● **EXERCISE**: Copy every record exactly, and keep the pictures out.

● **TASK MATERIAL**:
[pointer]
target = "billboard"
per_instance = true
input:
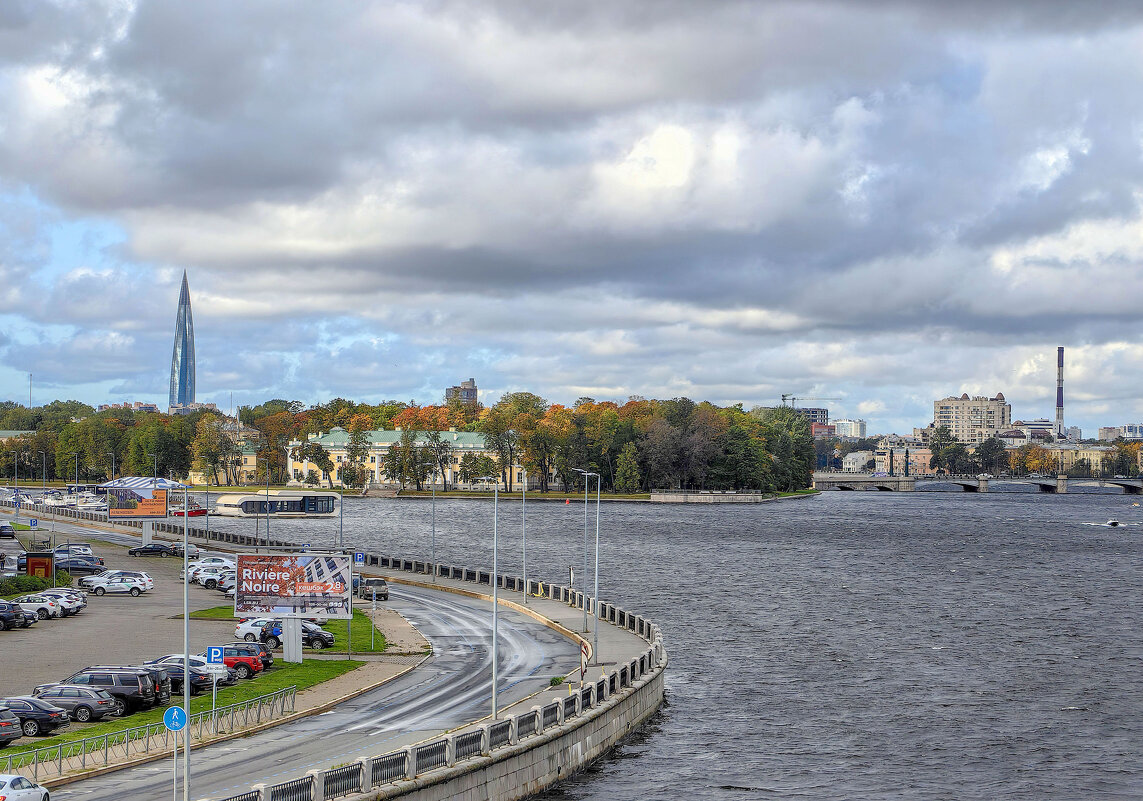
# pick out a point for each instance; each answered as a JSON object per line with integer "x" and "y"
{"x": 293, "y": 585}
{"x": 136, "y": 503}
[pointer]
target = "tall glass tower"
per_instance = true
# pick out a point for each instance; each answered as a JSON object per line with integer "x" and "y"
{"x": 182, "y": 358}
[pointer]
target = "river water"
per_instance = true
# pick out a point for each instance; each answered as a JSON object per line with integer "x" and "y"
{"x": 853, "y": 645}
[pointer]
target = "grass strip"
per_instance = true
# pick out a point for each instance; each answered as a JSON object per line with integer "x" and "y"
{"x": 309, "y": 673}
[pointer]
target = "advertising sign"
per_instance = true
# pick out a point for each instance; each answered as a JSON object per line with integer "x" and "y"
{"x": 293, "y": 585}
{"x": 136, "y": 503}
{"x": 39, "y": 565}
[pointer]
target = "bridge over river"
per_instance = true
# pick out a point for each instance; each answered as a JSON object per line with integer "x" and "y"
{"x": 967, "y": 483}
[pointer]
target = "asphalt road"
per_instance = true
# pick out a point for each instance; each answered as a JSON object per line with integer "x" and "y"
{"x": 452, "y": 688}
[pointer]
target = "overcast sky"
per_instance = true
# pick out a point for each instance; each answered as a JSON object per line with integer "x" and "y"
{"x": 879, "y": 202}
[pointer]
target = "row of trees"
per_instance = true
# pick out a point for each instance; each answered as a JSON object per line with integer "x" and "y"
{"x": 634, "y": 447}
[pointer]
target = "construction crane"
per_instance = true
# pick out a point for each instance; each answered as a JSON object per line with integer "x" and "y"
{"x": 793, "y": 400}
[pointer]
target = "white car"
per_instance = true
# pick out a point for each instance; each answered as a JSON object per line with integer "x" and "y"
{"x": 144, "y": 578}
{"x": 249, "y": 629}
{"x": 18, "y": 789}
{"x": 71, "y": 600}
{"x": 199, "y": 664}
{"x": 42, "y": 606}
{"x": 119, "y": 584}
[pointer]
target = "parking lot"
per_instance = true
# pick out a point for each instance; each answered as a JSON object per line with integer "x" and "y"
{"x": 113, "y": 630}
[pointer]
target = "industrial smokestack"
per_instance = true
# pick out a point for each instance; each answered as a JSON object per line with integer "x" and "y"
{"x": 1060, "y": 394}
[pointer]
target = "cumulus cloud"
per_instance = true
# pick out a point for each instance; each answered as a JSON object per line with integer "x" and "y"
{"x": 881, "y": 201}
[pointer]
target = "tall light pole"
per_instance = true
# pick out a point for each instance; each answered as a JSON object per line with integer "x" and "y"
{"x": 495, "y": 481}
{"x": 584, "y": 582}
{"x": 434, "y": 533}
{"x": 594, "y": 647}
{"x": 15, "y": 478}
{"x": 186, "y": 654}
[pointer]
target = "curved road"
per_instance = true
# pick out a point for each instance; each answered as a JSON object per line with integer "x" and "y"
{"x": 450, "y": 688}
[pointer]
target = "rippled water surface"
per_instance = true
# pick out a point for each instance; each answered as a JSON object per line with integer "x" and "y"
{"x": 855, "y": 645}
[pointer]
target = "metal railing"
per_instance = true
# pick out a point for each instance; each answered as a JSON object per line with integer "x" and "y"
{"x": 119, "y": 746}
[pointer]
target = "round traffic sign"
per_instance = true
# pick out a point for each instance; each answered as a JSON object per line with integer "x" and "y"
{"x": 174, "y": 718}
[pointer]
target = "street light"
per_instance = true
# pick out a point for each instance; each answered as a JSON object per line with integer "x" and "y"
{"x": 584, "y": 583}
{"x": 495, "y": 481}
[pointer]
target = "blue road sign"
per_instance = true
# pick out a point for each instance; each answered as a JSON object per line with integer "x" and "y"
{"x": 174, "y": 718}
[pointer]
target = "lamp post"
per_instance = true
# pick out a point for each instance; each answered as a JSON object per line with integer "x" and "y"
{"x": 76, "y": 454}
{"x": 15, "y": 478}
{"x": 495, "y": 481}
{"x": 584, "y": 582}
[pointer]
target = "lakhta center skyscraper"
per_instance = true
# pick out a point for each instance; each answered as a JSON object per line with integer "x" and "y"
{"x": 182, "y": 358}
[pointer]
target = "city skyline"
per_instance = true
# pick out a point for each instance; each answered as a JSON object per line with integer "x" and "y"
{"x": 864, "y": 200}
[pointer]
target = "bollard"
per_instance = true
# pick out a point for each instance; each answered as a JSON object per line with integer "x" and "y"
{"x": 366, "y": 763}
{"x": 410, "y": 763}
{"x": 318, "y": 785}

● **REPLY**:
[pointer]
target = "billboard"
per_instance = true
input:
# pick out a point for each instance; each answered as a JSON object per line with integer "x" and "y"
{"x": 293, "y": 585}
{"x": 136, "y": 503}
[pointer]
target = "tall glass tower"
per_instance = true
# pick out a point for each instance; each answered as a JSON object per line with integer "x" and "y"
{"x": 182, "y": 358}
[pointer]
target = "river water"
per_instance = true
# pick out a point for each instance; each answered as a JSON object per line with integer "x" and "y"
{"x": 853, "y": 645}
[pointer]
target = "grass strip"
per_instance = true
# pick out a point for each instance; each answered as a JSON object per line with integer "x" and "y"
{"x": 309, "y": 673}
[pointer]
target = "advertising sign"
per_instance = true
# pick out a point for each instance; each answered as a JSON object per line with integer "x" and "y"
{"x": 293, "y": 585}
{"x": 136, "y": 503}
{"x": 39, "y": 565}
[pointer]
target = "bridge over river"
per_instance = true
# pick out a point for each instance; each answered as a JSON object per line with integer "x" and "y"
{"x": 967, "y": 483}
[pointer]
target = "asphalt road"
per_instance = true
# pick out a point for each instance; each answered as a JSON object per line with integer "x" and "y"
{"x": 452, "y": 688}
[pointer]
target = "overcast sky"
per_instance = true
# pick out a point for each instance; each answered as a JSON object per line with integer "x" and "y"
{"x": 879, "y": 202}
[pointer]
target = "row of trees"
per_instance = true
# pick out a point for each instance; each answered as a JSON object per line with integer "x" and "y"
{"x": 634, "y": 447}
[pointer]
target = "construction crane"
per_instance = true
# pick out a point for each instance; each answered as a JSON object per line with integer "x" and "y"
{"x": 793, "y": 400}
[pointer]
target = "white car"
per_instance = true
# pick out a point for each instance; each answered as a JSON object per line with integer "x" and "y"
{"x": 144, "y": 578}
{"x": 249, "y": 629}
{"x": 18, "y": 789}
{"x": 71, "y": 600}
{"x": 199, "y": 664}
{"x": 42, "y": 606}
{"x": 119, "y": 584}
[pointer]
target = "parking lot"
per_instance = true
# pick out a point for each instance; each answered as a JSON object per line with integer "x" and "y"
{"x": 113, "y": 630}
[pointer]
target = "industrial smokestack"
per_instance = true
# pick out a point for each instance; each answered as a JSON object per line with integer "x" and "y"
{"x": 1060, "y": 394}
[pointer]
target = "cumulus cloud"
per_instance = true
# pick out a point for each instance; each answered as a JSON object per line with integer "x" and "y"
{"x": 881, "y": 201}
[pointer]
target = "tall light pole"
per_instance = true
# pick out a point for each instance; each answered as a JSON object per line with integer "x" and "y"
{"x": 495, "y": 481}
{"x": 584, "y": 582}
{"x": 434, "y": 533}
{"x": 594, "y": 647}
{"x": 15, "y": 478}
{"x": 186, "y": 654}
[pointer]
target = "curved road"
per_instance = true
# pick out a point for each instance; each answered as a JSON object per line with integer "x" and "y"
{"x": 450, "y": 688}
[pointer]
target = "rippled water surface"
per_instance = true
# pick out a point for each instance; each answered as a JSON object per line with integer "x" and "y"
{"x": 855, "y": 645}
[pointer]
target = "metal railing"
per_instance = true
# pick out a point for each instance; each answered as a JSON object per line with integer "x" and "y"
{"x": 119, "y": 746}
[pointer]
target = "round traffic sign"
per_instance = true
# pick out a point for each instance; each answered as a JSON object per line with integer "x" and "y"
{"x": 174, "y": 718}
[pointer]
target = "street light"
per_instance = true
# pick out a point for each instance; each answered as a JSON object per line with integer "x" and "y"
{"x": 584, "y": 583}
{"x": 495, "y": 481}
[pointer]
target = "blue road sign"
per_instance = true
# pick out a point for each instance; each answered as a JSON object per line with integer "x" and "y"
{"x": 174, "y": 718}
[pointer]
target = "lamp post"
per_instance = true
# pick out a point for each instance; each answered as a JSON object per line with integer "x" and "y"
{"x": 76, "y": 454}
{"x": 15, "y": 478}
{"x": 495, "y": 481}
{"x": 584, "y": 582}
[pointer]
target = "lakhta center skyscraper"
per_instance = true
# pick out a point for each instance; each answered as a JSON object per line with integer "x" and "y"
{"x": 182, "y": 358}
[pointer]
target = "city skyline"
per_instance = true
# pick out a point for each instance; each answered as a JSON object per line with integer "x" and "y"
{"x": 864, "y": 200}
[pointer]
target = "bollard"
per_instance = true
# pick out a point for each instance; each answered as a JSON object per line with integer "x" and "y"
{"x": 366, "y": 763}
{"x": 410, "y": 763}
{"x": 318, "y": 785}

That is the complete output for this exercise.